Edit the listing below by replacing "even-odd rule" with "nonzero winding rule" everywhere it appears and keeping everything else the same. Omit the pictures from your answer.
BEGIN
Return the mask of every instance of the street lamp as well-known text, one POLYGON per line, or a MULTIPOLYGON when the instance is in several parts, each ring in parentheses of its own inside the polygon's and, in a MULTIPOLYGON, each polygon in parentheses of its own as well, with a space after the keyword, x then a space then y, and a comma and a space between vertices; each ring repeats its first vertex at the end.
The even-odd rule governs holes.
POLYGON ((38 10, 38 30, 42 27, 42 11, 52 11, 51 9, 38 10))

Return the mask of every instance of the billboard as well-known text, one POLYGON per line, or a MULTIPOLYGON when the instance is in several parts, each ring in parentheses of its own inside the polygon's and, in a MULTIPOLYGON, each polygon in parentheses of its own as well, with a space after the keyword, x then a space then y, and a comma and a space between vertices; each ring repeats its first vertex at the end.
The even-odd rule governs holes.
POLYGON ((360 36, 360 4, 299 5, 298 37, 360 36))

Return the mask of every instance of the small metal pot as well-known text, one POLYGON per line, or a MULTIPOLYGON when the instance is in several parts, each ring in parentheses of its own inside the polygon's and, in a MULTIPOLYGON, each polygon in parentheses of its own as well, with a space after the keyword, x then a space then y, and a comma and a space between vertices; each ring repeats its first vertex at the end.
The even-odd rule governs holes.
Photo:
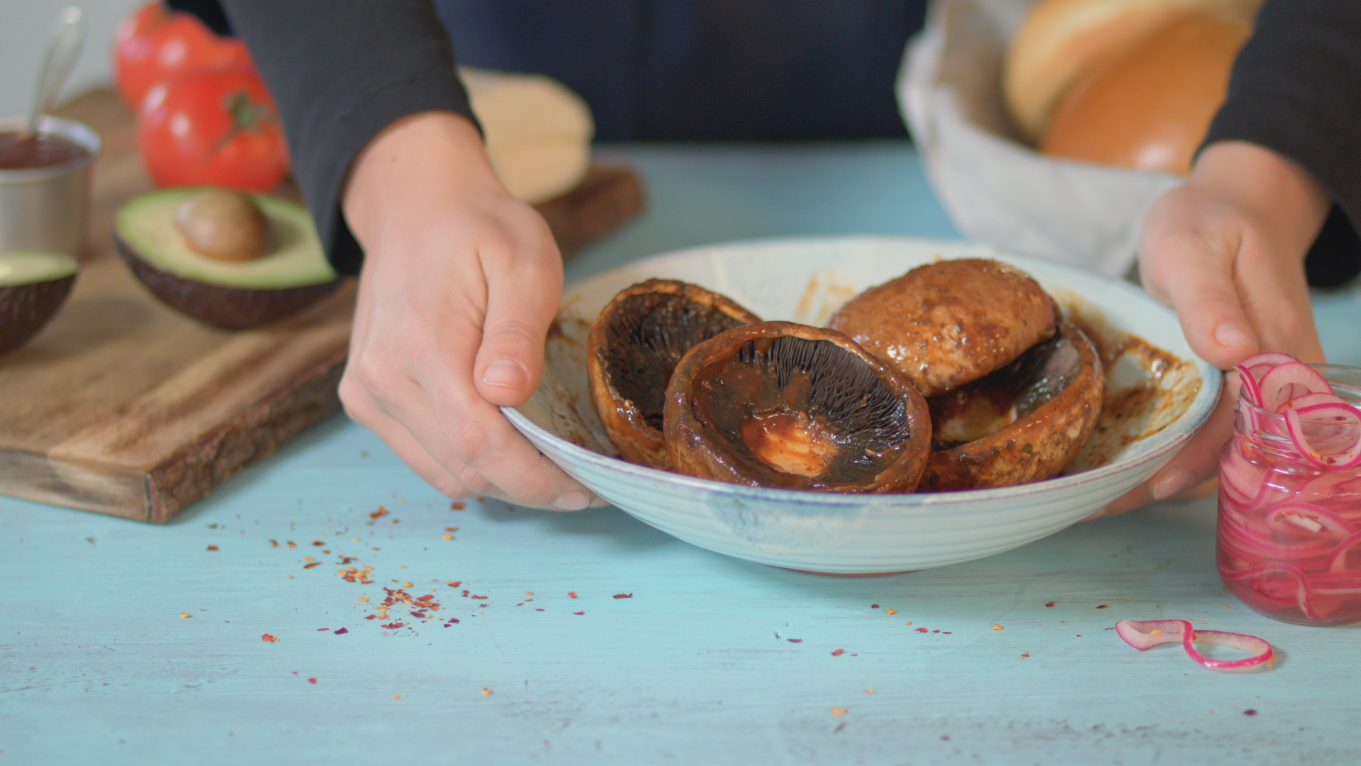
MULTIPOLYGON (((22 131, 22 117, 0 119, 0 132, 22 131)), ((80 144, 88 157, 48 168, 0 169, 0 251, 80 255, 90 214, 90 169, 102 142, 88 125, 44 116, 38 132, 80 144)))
END
FULL SOLUTION:
Return the mask of every instance of the street lamp as well-known text, one POLYGON per line, or a MULTIPOLYGON when the instance is in several parts, each ring in parentheses of its own inside the polygon's and, in a MULTIPOLYGON, each polygon in parentheses of its own as well, with a space after the keyword, x then a space then y, and a comma and a space between vertices; each ring repeats its first vertex at the end.
The nonzero winding rule governs holes.
POLYGON ((38 10, 38 30, 42 27, 42 11, 52 11, 51 9, 38 10))

Return the mask of every instance of the billboard as well-known text, one POLYGON per line, or a MULTIPOLYGON when the instance is in several parts, each ring in parentheses of its own inside the polygon's and, in a MULTIPOLYGON, each polygon in parentheses of its own as well, with a space after the keyword, x then a space then y, and a comma and a space between vertices; each ring repeats its first vertex at the end.
The nonzero winding rule governs holes.
POLYGON ((360 36, 360 4, 299 5, 298 37, 360 36))

Return the mask of every instance of the small metal pot as well-known text, one POLYGON per line, or a MULTIPOLYGON when the instance is in several parts, each ring in parentheses of its own inside the polygon's and, in a MULTIPOLYGON, each polygon in parentheses of its own as well, with a space after the keyword, x then a space then y, and a comma and a space between vertices; each ring repeats its first vertex at the end.
The nonzero winding rule governs holes.
Photo:
MULTIPOLYGON (((22 131, 22 117, 0 119, 0 132, 22 131)), ((80 144, 88 157, 48 168, 0 169, 0 251, 80 255, 90 214, 90 169, 102 142, 88 125, 44 116, 38 132, 80 144)))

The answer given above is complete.